==== Data records ====
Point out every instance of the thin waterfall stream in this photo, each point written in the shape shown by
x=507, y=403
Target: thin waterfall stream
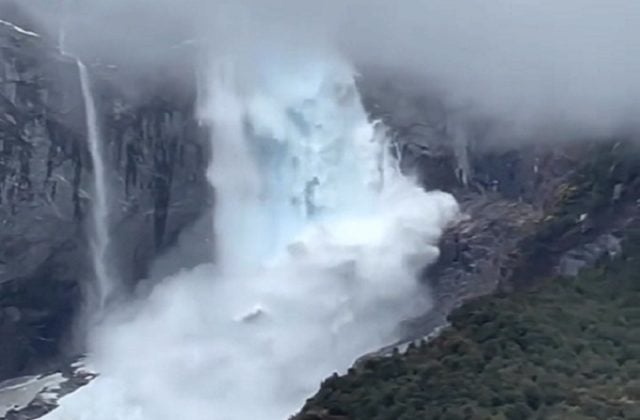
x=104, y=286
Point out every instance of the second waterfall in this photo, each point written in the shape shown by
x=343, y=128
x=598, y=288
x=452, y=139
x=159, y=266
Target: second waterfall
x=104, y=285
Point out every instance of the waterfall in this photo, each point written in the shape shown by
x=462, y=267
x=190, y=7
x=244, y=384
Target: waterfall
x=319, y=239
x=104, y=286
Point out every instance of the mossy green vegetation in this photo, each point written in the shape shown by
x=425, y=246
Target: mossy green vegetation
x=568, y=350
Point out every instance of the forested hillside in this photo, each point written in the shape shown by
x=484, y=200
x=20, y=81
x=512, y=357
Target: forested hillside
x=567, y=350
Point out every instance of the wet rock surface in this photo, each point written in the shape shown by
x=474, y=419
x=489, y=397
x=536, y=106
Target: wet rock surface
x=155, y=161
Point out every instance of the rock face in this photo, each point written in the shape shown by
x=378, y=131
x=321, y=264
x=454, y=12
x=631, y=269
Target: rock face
====
==== Data records ====
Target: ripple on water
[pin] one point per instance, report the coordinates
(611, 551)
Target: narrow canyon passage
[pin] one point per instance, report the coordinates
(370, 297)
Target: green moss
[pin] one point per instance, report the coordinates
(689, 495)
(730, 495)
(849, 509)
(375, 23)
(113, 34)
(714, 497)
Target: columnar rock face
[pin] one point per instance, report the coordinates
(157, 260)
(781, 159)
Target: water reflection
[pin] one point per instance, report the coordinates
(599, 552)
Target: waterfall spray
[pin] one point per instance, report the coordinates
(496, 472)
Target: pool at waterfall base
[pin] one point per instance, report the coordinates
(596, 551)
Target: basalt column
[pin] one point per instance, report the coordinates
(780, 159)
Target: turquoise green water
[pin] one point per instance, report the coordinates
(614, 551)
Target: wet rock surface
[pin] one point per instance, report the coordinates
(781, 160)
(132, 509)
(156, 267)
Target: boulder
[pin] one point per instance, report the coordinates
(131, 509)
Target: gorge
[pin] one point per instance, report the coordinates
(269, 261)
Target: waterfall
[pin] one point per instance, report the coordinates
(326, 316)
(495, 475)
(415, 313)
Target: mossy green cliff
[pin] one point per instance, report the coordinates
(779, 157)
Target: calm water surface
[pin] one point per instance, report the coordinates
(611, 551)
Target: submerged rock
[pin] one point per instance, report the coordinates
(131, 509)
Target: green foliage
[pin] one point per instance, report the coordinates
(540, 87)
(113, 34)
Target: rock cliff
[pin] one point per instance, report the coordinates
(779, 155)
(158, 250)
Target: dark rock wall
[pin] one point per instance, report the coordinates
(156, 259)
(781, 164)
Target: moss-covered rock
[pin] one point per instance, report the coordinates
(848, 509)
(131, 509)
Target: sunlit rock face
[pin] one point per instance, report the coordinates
====
Exercise directions - Although pictures appear among the records above, write out exactly only the lines from the one that has "Point out every instance of the thin" through the one that has "Point out every instance of the wet", and leave the pictures out.

Answer box -
Point out every instance of the thin waterfall stream in this photo, each point written in the shape shown by
x=507, y=403
Target: thin waterfall stream
x=104, y=286
Point out every instance of the second waterfall in this photo, each point written in the shape shown by
x=343, y=128
x=598, y=288
x=452, y=139
x=159, y=266
Target: second waterfall
x=104, y=285
Point out every instance of the waterfall in this photo, each point written in the shape shown by
x=462, y=267
x=190, y=7
x=244, y=384
Target: waterfall
x=319, y=239
x=104, y=286
Point out every instance of the mossy green vegetation in this photo, each point written in the shape shown by
x=425, y=246
Target: mossy green vegetation
x=568, y=350
Point out every instance of the forested hillside in this photo, each point written in the shape shown by
x=484, y=200
x=20, y=81
x=512, y=357
Target: forested hillside
x=567, y=350
Point out every instance of the wet rock surface in this photo, each point written in the shape shown by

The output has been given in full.